Task to complete:
Each line of the data below that includes the string "blue" must be copied.

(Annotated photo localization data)
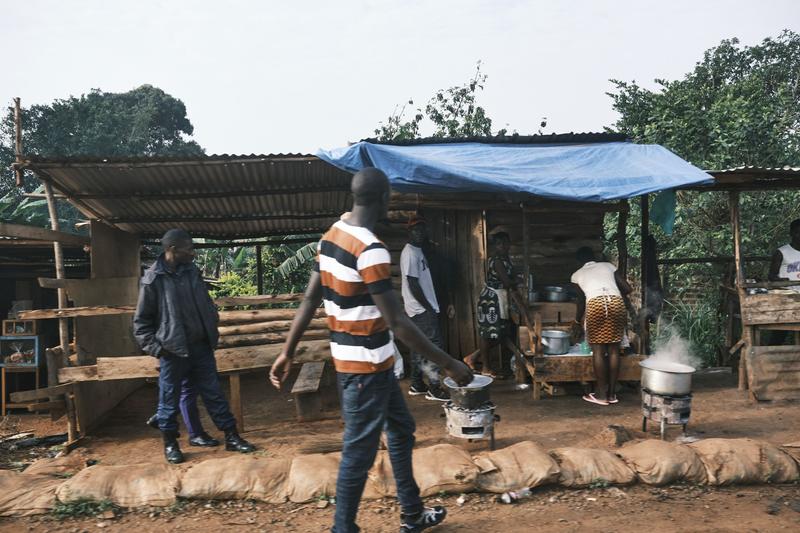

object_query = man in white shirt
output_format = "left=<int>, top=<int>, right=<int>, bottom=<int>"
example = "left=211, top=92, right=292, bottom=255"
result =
left=769, top=218, right=800, bottom=288
left=400, top=216, right=448, bottom=401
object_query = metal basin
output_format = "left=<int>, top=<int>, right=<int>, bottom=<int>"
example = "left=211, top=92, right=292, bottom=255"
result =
left=639, top=359, right=695, bottom=396
left=541, top=329, right=570, bottom=355
left=542, top=285, right=569, bottom=302
left=443, top=374, right=493, bottom=410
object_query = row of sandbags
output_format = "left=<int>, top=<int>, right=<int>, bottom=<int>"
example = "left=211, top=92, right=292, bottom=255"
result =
left=3, top=438, right=800, bottom=516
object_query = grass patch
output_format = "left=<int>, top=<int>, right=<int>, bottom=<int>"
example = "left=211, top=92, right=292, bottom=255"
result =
left=52, top=499, right=116, bottom=519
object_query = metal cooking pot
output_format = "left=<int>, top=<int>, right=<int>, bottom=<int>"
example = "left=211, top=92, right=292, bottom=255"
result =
left=542, top=285, right=569, bottom=302
left=444, top=374, right=493, bottom=410
left=639, top=359, right=695, bottom=396
left=541, top=329, right=570, bottom=355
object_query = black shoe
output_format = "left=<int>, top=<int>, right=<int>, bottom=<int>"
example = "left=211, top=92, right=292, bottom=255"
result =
left=224, top=430, right=255, bottom=453
left=408, top=384, right=428, bottom=396
left=146, top=414, right=159, bottom=430
left=162, top=431, right=184, bottom=464
left=400, top=506, right=447, bottom=532
left=189, top=432, right=220, bottom=447
left=424, top=386, right=450, bottom=402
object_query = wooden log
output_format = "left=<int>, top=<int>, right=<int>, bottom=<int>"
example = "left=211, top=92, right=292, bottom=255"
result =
left=217, top=329, right=328, bottom=348
left=18, top=306, right=135, bottom=319
left=27, top=400, right=65, bottom=412
left=213, top=293, right=303, bottom=307
left=9, top=383, right=73, bottom=403
left=59, top=365, right=98, bottom=383
left=217, top=317, right=328, bottom=336
left=0, top=222, right=90, bottom=246
left=218, top=307, right=324, bottom=325
left=62, top=340, right=333, bottom=383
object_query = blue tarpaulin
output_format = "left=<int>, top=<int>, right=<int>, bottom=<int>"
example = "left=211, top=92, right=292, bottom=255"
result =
left=317, top=141, right=712, bottom=202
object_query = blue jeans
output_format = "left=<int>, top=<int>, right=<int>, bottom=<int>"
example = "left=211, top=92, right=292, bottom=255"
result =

Response:
object_query = blue tarpaulin
object_query = blue jeans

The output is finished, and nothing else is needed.